- **Texte de la page**:
******************************

Eugène Bonnemère – Le sort des paysans à l’époque de la prise de Mirepoix par les routiers

 

Eugène Bonnemère (1813-1893), extrait de Histoire des paysans, tome 2 : Les Jacqueries, p. 1 sqq., Librairie Fischbacher, Paris, 1866.

A la fin de 1560, le roi Jean rentre en France, et, sans consulter les Etats-Généraux, met des impôts énormes pour payer les termes de sa rançon. Le paysan n’avait plus rien, les nobles, les routiers, les Anglais, y avaient mis bon ordre, et d’ailleurs il s’était vu dans la nécessité de renoncer au travail de la terre. Mais s’il n’avait pas d’argent, on espéra le contraindre à en emprunter, et, de plus en plus prodigue de la fortune de ses sujets, Jean permit cette fois aux juifs de prendre jusqu’à six deniers par livre d’intérêts par semaine, de telle sorte qu’au bout de quarante semaines, l’intérêt égalait le capital.

******************************

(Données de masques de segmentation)
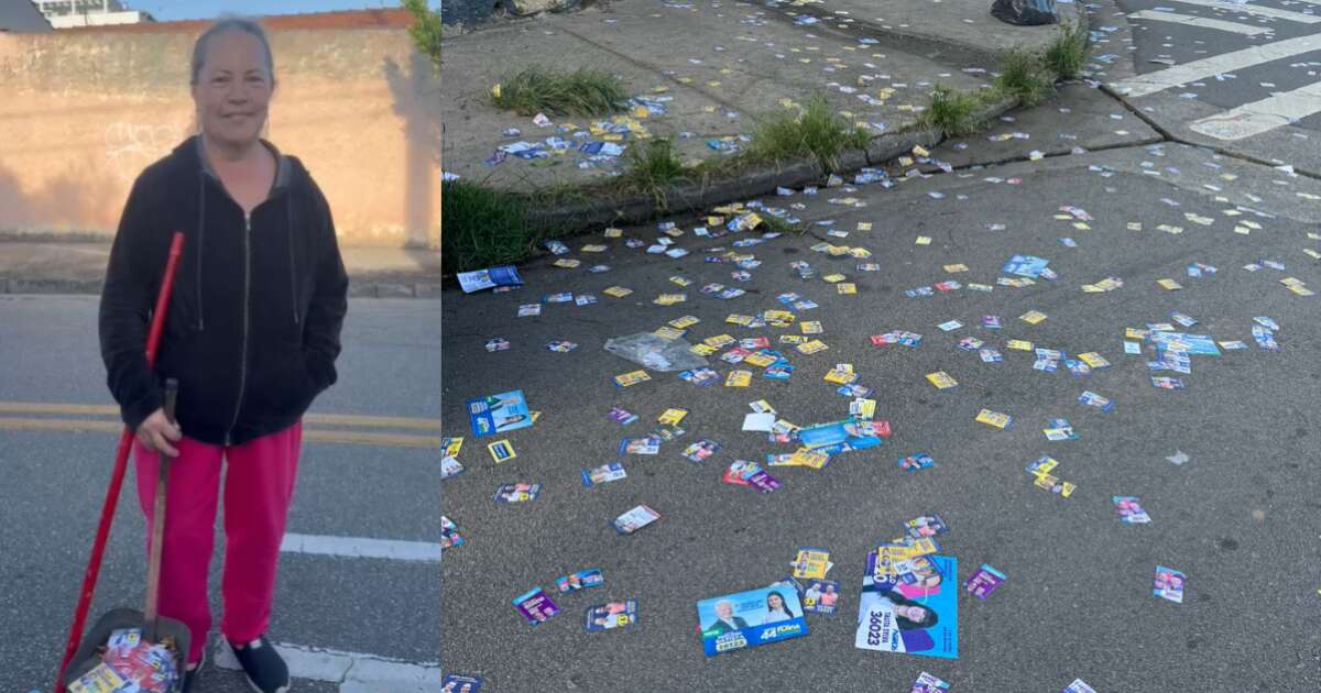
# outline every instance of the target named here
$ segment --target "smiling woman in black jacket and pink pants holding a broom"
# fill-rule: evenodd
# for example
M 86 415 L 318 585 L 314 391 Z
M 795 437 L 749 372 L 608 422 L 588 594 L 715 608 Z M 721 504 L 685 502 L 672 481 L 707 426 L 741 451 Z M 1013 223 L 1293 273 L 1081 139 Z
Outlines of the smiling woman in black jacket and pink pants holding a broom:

******************************

- **Travail demandé**:
A) Réécrivez l'extrait sur le sort des paysans de « A la fin de » à « égalait le capital. », en remplaçant « Anglais » par « Bretons ».
B) Répondez à ces questions sur l'extrait sur le sort des paysans.
(i) Quelles sont les années de naissance et de mort d'Eugène Bonnemère ?
(ii) Quelle maison d'édition a publié l'ouvrage dont provient le passage ?
(iii) Jusqu'à quel taux d'intérêt hebdomadaire Jean permit-il aux juifs de prêter ?
Pour répondre, appuyez-vous uniquement sur l'extrait sur le sort des paysans.

- **Corrigé**:
A)
A la fin de 1560, le roi Jean rentre en France, et, sans consulter les Etats-Généraux, met des impôts énormes pour payer les termes de sa rançon. Le paysan n’avait plus rien, les nobles, les routiers, les Bretons, y avaient mis bon ordre, et d’ailleurs il s’était vu dans la nécessité de renoncer au travail de la terre. Mais s’il n’avait pas d’argent, on espéra le contraindre à en emprunter, et, de plus en plus prodigue de la fortune de ses sujets, Jean permit cette fois aux juifs de prendre jusqu’à six deniers par livre d’intérêts par semaine, de telle sorte qu’au bout de quarante semaines, l’intérêt égalait le capital.

B)
(i) Eugène Bonnemère est né en 1813 et mort en 1893.
(ii) Il a été publié par la Librairie Fischbacher, à Paris.
(iii) Jusqu'à six deniers par livre par semaine.